#### [Goal]
Copy each of the rows below word for word, but leave out the pictures.

#### [Extracted material]

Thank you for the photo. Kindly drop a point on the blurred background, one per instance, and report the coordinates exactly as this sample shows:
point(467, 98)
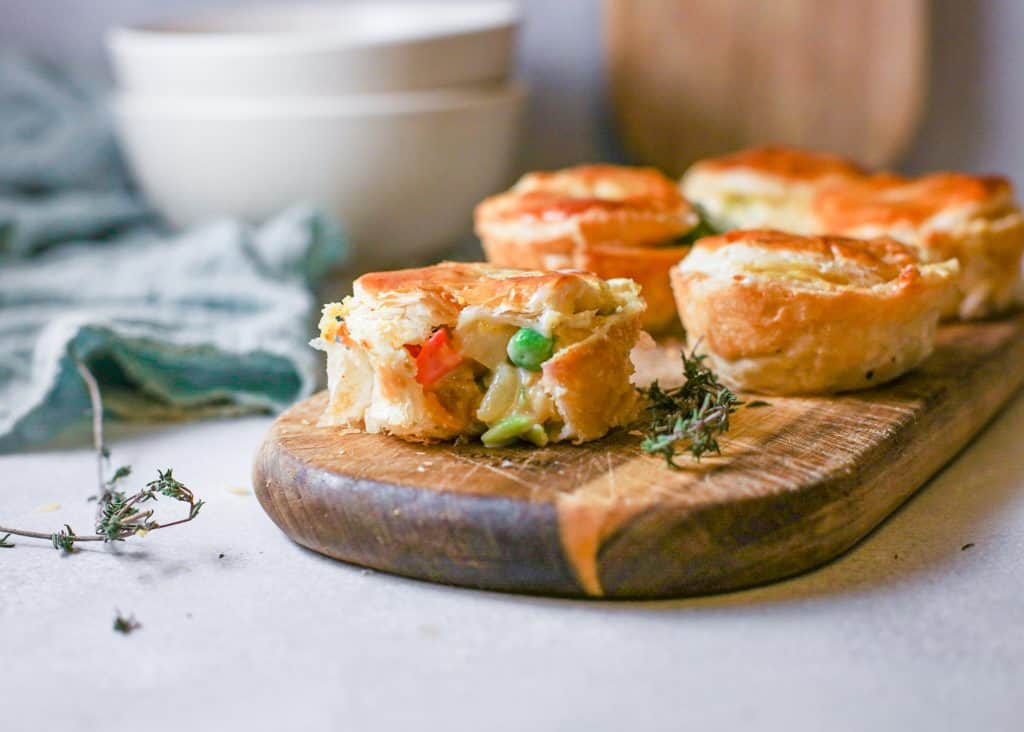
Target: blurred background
point(283, 147)
point(972, 118)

#### [Full output]
Thank you for the photo. Kindly drop a point on the blurred background, one per instance, and report the coordinates exactly as this sample shows:
point(467, 98)
Target: blurred background
point(283, 147)
point(972, 118)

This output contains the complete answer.